*** Opening ENTRIES PROVIDED ***
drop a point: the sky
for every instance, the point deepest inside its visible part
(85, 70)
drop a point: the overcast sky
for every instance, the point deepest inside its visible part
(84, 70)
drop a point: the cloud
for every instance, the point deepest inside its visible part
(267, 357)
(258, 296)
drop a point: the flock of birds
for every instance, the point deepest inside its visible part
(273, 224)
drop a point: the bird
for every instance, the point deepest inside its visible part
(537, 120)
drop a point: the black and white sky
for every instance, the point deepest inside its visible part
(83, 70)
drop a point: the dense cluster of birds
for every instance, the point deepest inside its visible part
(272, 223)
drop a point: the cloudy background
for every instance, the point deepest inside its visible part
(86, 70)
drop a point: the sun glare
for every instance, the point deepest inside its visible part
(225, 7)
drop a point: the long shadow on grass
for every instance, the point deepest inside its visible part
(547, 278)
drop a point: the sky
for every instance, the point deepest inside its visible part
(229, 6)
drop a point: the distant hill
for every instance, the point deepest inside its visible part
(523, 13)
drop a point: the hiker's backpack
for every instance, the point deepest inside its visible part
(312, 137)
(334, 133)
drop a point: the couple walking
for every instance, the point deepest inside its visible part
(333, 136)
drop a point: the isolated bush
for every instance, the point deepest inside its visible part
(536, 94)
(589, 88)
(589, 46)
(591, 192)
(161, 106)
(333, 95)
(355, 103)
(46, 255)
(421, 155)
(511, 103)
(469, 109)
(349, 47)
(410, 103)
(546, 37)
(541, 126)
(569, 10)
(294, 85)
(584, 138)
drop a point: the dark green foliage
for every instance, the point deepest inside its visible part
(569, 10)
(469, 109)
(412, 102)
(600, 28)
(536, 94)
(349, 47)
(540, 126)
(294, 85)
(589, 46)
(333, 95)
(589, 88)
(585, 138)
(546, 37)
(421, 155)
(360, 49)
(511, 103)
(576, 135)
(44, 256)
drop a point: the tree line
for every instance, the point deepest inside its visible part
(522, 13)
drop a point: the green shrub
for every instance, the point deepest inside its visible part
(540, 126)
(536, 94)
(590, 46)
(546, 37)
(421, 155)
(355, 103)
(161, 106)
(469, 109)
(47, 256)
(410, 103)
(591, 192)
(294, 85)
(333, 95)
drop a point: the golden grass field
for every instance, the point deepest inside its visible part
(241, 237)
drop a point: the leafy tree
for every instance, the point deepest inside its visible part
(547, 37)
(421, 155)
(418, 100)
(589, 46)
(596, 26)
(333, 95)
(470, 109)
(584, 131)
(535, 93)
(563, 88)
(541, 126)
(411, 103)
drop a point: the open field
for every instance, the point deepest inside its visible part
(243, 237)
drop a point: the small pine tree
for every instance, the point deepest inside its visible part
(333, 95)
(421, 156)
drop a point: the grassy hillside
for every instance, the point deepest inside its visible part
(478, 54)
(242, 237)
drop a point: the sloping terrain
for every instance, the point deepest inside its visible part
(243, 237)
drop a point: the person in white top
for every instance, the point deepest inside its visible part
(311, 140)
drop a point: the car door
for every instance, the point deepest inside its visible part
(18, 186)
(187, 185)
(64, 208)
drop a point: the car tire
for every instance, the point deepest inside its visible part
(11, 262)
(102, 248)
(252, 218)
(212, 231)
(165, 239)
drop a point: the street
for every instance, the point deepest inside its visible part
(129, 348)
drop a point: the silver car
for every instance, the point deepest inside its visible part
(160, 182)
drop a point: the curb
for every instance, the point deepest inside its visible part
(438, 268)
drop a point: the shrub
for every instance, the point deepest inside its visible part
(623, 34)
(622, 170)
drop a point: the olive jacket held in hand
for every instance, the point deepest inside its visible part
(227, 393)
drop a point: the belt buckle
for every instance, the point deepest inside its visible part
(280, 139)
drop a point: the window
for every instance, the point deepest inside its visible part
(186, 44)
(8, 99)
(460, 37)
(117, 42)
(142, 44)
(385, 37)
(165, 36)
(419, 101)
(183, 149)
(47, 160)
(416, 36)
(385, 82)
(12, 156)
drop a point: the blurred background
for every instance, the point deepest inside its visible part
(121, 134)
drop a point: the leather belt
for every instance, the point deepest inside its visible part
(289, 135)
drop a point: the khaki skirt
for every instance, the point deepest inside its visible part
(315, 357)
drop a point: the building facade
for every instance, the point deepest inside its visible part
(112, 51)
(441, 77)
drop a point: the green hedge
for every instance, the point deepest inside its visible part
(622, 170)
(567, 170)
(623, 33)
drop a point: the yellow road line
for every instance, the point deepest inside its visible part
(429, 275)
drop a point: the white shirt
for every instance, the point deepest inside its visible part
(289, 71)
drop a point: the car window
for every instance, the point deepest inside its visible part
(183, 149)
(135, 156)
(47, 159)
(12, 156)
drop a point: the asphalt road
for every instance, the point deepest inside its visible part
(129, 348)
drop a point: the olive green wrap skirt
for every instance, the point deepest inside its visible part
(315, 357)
*** Closing ENTRIES PROVIDED ***
Write out the records exactly, starting at the first line and stopping after the line that contains "drop a point: the flock of birds".

EXERCISE OUTPUT:
drop a point: the sky
for every instance, the point deepest inside its visible part
(85, 70)
drop a point: the overcast sky
for every instance, the point deepest inside its visible part
(84, 70)
drop a point: the cloud
for every instance, the point deepest inside its visible part
(267, 357)
(258, 296)
drop a point: the flock of birds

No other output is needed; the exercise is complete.